▶ _位置の指示とラベル付けの項目_:
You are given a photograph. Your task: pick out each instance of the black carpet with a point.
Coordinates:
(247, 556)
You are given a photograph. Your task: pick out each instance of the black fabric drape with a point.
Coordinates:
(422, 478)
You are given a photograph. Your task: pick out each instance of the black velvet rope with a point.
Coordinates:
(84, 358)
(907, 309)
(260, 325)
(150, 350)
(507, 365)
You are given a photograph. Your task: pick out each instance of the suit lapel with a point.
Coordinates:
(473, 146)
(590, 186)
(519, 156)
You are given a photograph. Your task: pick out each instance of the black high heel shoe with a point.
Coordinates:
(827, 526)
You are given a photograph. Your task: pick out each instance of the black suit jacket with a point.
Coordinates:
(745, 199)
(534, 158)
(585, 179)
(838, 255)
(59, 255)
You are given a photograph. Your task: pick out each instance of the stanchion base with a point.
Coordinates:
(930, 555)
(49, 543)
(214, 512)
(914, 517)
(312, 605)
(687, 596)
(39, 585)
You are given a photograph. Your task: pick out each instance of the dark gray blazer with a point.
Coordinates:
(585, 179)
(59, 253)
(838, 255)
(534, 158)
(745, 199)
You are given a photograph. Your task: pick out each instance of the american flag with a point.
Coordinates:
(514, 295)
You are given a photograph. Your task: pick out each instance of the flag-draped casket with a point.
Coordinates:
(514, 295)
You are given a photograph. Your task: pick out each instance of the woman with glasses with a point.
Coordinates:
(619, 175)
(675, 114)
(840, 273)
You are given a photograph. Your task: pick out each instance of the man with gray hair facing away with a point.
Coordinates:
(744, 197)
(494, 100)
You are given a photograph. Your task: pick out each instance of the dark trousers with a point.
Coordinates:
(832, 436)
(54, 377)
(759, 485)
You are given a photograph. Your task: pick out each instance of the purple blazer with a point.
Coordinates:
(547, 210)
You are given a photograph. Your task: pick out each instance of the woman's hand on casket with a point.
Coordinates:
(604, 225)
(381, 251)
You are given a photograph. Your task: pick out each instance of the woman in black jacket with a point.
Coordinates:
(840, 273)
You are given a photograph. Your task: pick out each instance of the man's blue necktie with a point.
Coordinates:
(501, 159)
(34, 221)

▶ _やること_: 「black jacket with a point.」を含む行から資料の終わりまでの範囲を、「necktie」を「tie」に差し替え、それ以外は変えずに書き写す。

▶ _この問題の解答_:
You are given a photograph. Your task: pick out each instance of the woman in black jacket with a point.
Coordinates:
(840, 273)
You are given a photograph. Your task: pick out each instance of the man's blue tie with a point.
Coordinates:
(501, 159)
(34, 221)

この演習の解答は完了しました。